BEGIN
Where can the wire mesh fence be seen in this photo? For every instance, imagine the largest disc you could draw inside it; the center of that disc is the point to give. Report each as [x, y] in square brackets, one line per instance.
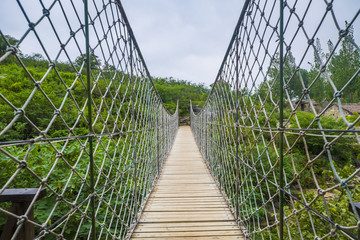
[83, 131]
[280, 129]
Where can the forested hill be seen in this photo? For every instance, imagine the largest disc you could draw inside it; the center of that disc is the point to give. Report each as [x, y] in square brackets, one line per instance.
[171, 90]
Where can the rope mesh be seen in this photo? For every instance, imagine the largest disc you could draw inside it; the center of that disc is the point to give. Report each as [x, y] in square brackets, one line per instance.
[238, 130]
[131, 130]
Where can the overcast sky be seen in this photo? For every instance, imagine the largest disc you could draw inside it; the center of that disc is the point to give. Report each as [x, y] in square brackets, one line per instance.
[184, 39]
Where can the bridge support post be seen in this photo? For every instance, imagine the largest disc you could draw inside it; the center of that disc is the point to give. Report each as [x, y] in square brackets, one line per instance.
[237, 181]
[281, 121]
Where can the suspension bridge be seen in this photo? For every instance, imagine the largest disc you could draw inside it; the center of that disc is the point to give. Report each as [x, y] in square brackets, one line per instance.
[89, 151]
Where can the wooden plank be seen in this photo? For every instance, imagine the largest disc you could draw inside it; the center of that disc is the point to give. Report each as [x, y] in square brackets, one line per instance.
[186, 203]
[187, 233]
[194, 238]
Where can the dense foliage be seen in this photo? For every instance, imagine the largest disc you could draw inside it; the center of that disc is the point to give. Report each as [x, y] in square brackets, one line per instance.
[171, 90]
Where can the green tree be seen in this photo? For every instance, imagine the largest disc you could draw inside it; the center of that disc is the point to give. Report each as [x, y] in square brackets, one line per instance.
[343, 67]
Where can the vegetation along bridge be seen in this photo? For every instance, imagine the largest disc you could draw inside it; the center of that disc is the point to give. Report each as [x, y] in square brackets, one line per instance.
[88, 149]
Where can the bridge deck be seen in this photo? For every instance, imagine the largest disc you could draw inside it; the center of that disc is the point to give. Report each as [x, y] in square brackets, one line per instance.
[186, 203]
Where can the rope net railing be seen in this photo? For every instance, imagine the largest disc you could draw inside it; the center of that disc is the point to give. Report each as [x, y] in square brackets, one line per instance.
[280, 128]
[83, 131]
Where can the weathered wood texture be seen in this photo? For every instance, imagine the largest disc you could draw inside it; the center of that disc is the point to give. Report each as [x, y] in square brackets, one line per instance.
[186, 203]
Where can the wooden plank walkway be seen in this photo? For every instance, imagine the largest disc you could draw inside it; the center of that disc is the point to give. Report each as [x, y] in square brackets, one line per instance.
[186, 203]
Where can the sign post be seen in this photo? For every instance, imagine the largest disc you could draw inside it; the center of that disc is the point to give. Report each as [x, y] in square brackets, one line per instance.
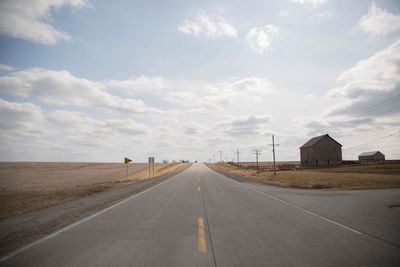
[126, 161]
[151, 165]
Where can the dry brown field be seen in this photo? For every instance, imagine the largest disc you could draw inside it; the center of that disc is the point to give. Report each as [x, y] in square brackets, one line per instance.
[357, 177]
[29, 186]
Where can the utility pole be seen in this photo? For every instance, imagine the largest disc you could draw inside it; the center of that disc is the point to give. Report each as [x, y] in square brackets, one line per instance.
[257, 152]
[273, 151]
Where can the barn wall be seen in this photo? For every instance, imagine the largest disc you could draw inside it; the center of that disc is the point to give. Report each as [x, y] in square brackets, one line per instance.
[325, 152]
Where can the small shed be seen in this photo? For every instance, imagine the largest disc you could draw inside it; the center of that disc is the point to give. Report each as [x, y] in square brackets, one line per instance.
[371, 156]
[321, 150]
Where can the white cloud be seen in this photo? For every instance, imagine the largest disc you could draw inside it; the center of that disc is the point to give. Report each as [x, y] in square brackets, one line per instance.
[138, 85]
[211, 27]
[377, 75]
[283, 13]
[322, 15]
[244, 126]
[379, 22]
[260, 39]
[310, 3]
[6, 68]
[368, 104]
[23, 117]
[62, 88]
[30, 20]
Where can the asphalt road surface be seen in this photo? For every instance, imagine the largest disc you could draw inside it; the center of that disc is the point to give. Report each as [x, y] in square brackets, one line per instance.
[201, 218]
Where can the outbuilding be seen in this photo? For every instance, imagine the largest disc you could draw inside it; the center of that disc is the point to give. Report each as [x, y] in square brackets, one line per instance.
[371, 156]
[321, 151]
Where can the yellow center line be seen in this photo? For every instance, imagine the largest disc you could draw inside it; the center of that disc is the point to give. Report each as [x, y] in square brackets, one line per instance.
[202, 247]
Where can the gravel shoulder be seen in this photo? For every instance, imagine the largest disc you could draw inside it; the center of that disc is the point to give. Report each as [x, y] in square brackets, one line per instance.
[334, 178]
[20, 230]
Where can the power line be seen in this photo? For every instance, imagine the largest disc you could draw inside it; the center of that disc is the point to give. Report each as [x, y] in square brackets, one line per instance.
[257, 152]
[375, 140]
[273, 151]
[377, 105]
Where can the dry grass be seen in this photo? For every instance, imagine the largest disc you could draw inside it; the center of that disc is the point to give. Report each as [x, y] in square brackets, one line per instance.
[31, 186]
[338, 178]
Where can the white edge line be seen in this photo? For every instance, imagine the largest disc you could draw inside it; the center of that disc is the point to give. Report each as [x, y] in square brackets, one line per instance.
[305, 210]
[294, 206]
[12, 254]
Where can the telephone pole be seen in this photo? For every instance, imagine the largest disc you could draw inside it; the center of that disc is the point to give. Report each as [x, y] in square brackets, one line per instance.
[273, 151]
[257, 152]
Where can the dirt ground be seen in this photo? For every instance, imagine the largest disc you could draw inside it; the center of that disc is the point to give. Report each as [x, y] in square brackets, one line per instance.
[368, 177]
[25, 187]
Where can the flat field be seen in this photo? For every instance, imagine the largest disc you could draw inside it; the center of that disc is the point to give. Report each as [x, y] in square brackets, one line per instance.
[357, 177]
[27, 186]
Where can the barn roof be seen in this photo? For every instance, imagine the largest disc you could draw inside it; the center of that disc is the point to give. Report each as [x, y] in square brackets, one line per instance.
[371, 153]
[316, 139]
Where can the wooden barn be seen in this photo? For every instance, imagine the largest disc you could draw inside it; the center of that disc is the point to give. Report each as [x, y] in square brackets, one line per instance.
[321, 151]
[371, 156]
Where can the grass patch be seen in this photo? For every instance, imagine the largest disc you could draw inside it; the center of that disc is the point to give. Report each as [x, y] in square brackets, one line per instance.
[335, 178]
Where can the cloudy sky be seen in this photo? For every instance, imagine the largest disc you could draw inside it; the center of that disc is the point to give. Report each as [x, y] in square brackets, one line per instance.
[86, 80]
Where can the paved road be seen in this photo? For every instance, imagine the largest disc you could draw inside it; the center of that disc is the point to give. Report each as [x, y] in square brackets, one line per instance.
[201, 218]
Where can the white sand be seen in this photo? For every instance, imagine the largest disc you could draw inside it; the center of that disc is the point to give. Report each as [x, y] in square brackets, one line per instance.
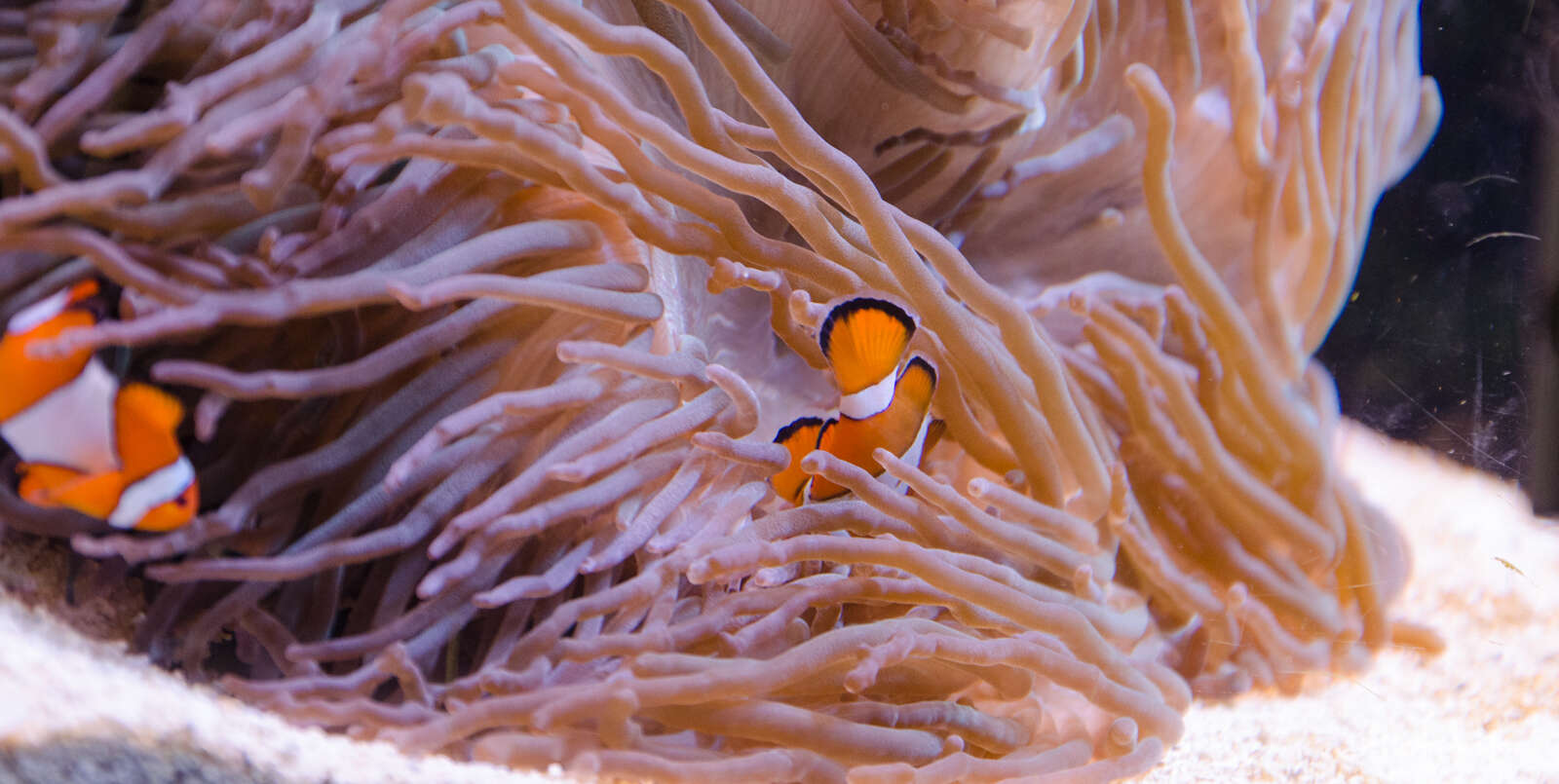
[1486, 709]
END
Your objective: Where pictures sit among the data above, omit them, and output the rest exactly.

Task solution:
Where can the wire mesh fence be seen in this photo? For every instance, imagine the largest disc you could draw inside it; the center of that disc is the point to give. Report each as [x, y] in square brackets, one line per instance.
[83, 131]
[280, 129]
Where can the forested hill be seen in this photo? For every instance, imagine the largest disc you could draw inside it; the center of that disc is the point to give. Report each as [x, y] in square brackets, one line per instance.
[171, 90]
Where can the rope mesh be seen in this photo? For every instance, imagine the largest disc you could draw inside it; the center of that disc is the point to give. Report each as [x, y] in square brackets, one line per instance.
[238, 130]
[131, 130]
Where can the overcast sky be seen in this photo? For every instance, imagine the largest disc you could draw inside it; the center of that disc is the point to give. Report each as [x, y] in square brackets, one line per instance.
[184, 39]
Where can the bridge support post be seen in this photo? For every instance, imagine the largest disc you could draw inside it; the center of that disc is the point to give. Report each as [x, y] in square brackets, one line per instance.
[237, 181]
[281, 121]
Where can the suspension bridge be seen in this photo? For every instance, imagine the largest disc you could draw inside it; the center of that disc is the point to give. Report each as [x, y] in square brackets, one line per instance.
[89, 151]
Where can the wooden plank be seen in this photo? For every instance, imagine the largest disc you could draw inside it; the center of that disc is the point to give. Report each as [x, y] in square brackets, one line per instance.
[186, 203]
[187, 233]
[194, 238]
Where can the dense foliage be seen in this photo? For every instance, imagine the largest disc you could draw inside it; the center of that disc is the point to give. Report each as [x, y] in square brackets, one line per instance.
[171, 90]
Where can the green tree be seen in this photo? For every instance, imagine the largest disc you could draw inside it; the center of that disc is the point to give. Report each as [x, y] in square brackets, one line per instance.
[343, 67]
Where can the vegetation along bridge be seen in this photo? For every instance, imagine the largest disc you could draw inside it; the center of that disc is the point to give. Report each as [x, y] in square brackets, one line per instance.
[88, 149]
Where can the bridge deck be seen in this photo? For every instance, imagine the largest disc you could draw inside it; the center of that disc is the point to give. Report each as [x, y] in square brackets, one line per instance.
[186, 203]
Where can the rope net railing be seen in this photo? For every instance, imagine the largest disc you could draw inside it; the center of that disc is the point to give. Report each as [x, y] in square brackets, one line per instance.
[280, 128]
[83, 131]
Where can the weathered wood texture be seen in this photo? For every instance, imagine the largest disc you could draw inside it; the center of that disc is the point to give. Report each as [x, y] in square brackets, one line per instance.
[186, 203]
Where can the wooden plank walkway be seen in this photo? For every instance, imagine the largest disc you could draw inside it; the center of that disc is the point to give. Report each as [x, y] in square brackets, one line per instance.
[186, 203]
Where can the sign post be seen in this photo? For every instance, imagine the largest disc you could draw inside it; the center of that disc is the point to give. Report each as [x, y] in square brackets, one line per instance.
[126, 161]
[151, 165]
Where can the dry brown field be seen in this photo? For every instance, imagine the largest disc you could draw inside it; the center of that disc is the point to give. Report each as [x, y] in square brackets, one line per instance.
[357, 177]
[29, 186]
Where can the utility pole be seen in this photo? For every instance, imagine the largest disc you could draw inside it; the center of that disc is the point to give. Report each as [x, y] in square brackets, one line per instance.
[257, 152]
[273, 151]
Where can the barn wall be seen in this photo? For every instance, imagine the largest disc you could draw inside it; the center of that disc is the point to give. Report each as [x, y] in square brackets, one line per instance.
[325, 152]
Where can the small shed be seen in this photo? For every instance, imagine the largest disc you could draw inside it; the center of that disc is the point to give. Report each as [x, y] in square brackets, one line per instance.
[371, 156]
[321, 150]
Where can the white cloud be seen in this photo? For every instance, imagine the largest disc you could draw inside it; the center of that disc is the point to give. Report each as [x, y] in square brackets, one line per instance.
[138, 85]
[211, 27]
[377, 75]
[283, 13]
[322, 15]
[244, 126]
[379, 22]
[260, 39]
[310, 3]
[6, 68]
[368, 104]
[23, 117]
[62, 88]
[30, 20]
Where can the asphalt road surface be seen in this photo? For every instance, imagine the largest disc you could draw inside it; the center of that disc is the point to give. Report each as [x, y] in square brackets, one line per instance.
[201, 218]
Where can the outbuilding be seen in this photo? For every instance, imagine the largest disc you could draw inside it; the center of that disc is the point to give. Report each as [x, y] in square brackets, one line per instance.
[371, 156]
[321, 151]
Where can the yellow center line be seen in this photo? For every instance, imagine the largest disc you could draw inside it; the center of that disc is the point to give. Report each as [x, y] in square brackets, one line per instance.
[202, 247]
Where can the gravel shoulder be seen in this photo? For every instance, imagine the largest disc you could draw inside it; the center of that disc is the point to give. Report each as [x, y] in square brackets, one line per instance.
[334, 178]
[20, 230]
Where can the power line be seen in this photo? For every instance, imagine the largest disc you could draw inside it; the center of that disc is the point to give. Report each as [x, y] in square brackets, one line per instance.
[257, 152]
[375, 140]
[273, 151]
[377, 105]
Where can the dry grass be seen in this photo? For every instance, imagine the largest disc you could draw inside it; the center of that disc is the point to give. Report each as [x, y] in square brackets, one line per instance.
[31, 186]
[338, 178]
Where can the white edge line be seen in this photo? For every instance, imagine the largest disc you could draw inside it; the center of that disc is the point to give. Report each as [x, y] in square brackets, one line per instance.
[305, 210]
[294, 206]
[12, 254]
Where can the telephone pole be seen in this photo? For every instance, imagine the largest disc you could draw inside it; the center of that disc is the point to give. Report each as [x, y] in square brackets, one line per instance.
[273, 151]
[257, 152]
Where can the dirt ground be seen in this photo? For every instance, imagine the largest disc you could draw inside it; the center of that disc is the point to give. Report each as [x, y] in square brackets, one line per instance.
[368, 177]
[25, 187]
Where can the flat field be seen in this photo? For every instance, imagine the largest disc you could draw inside it; the center of that disc is the point to give. Report each as [x, y] in square brackets, one line per instance.
[357, 177]
[27, 186]
Where can the barn roof be seen in this photo? For every instance, imagine the largest disc you could draw inside it; the center of that disc is the point to give. Report each as [x, y] in square brackets, one line per instance.
[371, 153]
[316, 139]
Where can the wooden barn be seen in this photo? For every instance, imagine the largest disc you could draw inside it; the center of that disc is the point to give. Report each as [x, y] in square brackets, one line per instance.
[321, 151]
[371, 156]
Where can the grass patch be seen in this photo? For every instance, imagine the largest disc you could draw inside it; the center of that disc is the point to give. Report each as [x, y] in square brackets, one line per instance.
[335, 178]
Where can the cloudy sky be seen in this photo? For every instance, imagine the largest disc you could draw inside it; the center of that disc is the point to give. Report each as [x, y] in square brackets, one line per instance.
[86, 80]
Where can the paved road be seen in this photo? For every instance, imagine the largest disc you could draw inside it; the center of that disc is the point to give. Report each as [x, y] in square brackets, one line per instance.
[201, 218]
Where can the white sand be seen in this photo? For every instance, imagine the largest disc you could draw inside it; the center of that disc is the point to give. Report each as [x, y] in square brackets, one line per instance.
[1486, 709]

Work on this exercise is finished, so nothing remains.